(Records contained in a dataset)
● ● ● ●

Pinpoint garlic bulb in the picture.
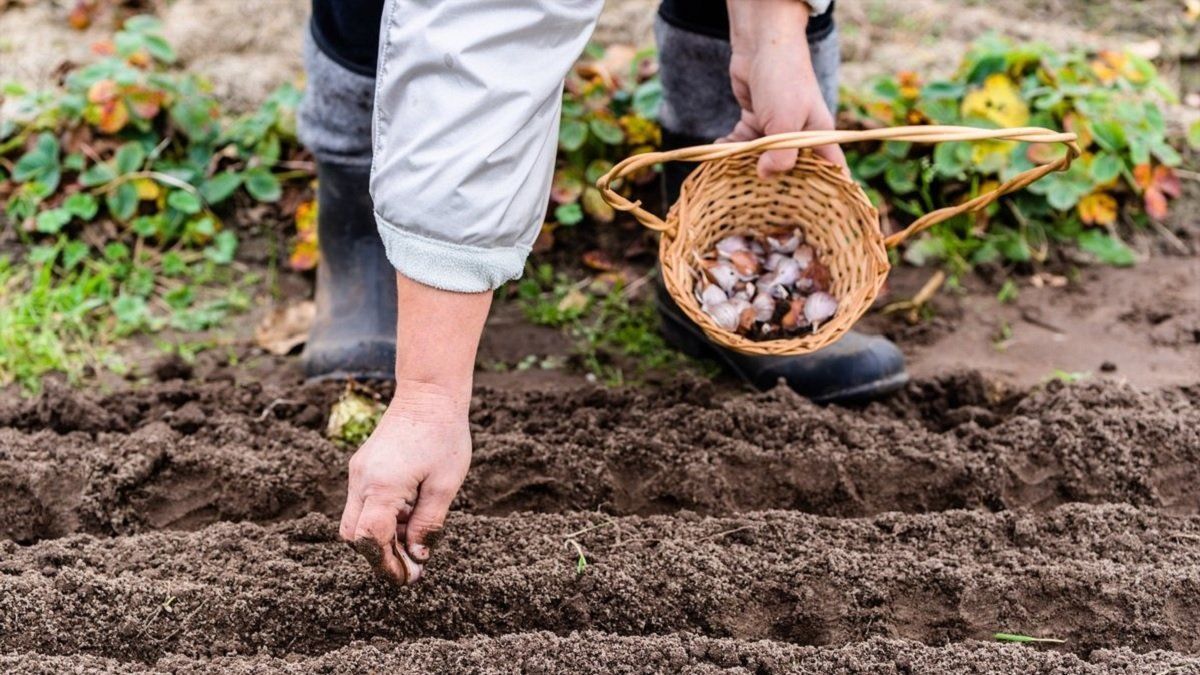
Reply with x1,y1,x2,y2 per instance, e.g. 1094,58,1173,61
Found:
698,283,727,308
704,301,742,331
752,293,776,322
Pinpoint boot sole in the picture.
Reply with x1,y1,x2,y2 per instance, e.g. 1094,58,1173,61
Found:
657,300,909,405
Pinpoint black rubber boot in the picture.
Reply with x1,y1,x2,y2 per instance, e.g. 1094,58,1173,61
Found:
300,162,397,381
657,130,908,404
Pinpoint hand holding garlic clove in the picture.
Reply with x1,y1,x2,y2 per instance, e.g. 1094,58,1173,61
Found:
693,226,839,340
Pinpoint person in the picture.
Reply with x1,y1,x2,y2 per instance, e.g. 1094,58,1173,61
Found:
297,0,907,585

● ● ● ●

### DESCRIPTION OF THE TASK
Lines that contain "boot" are to be copied from the records above.

### EXERCISE RESULT
Pinpoint boot sole in the picture.
Pinpoint black rubber boot in the picture.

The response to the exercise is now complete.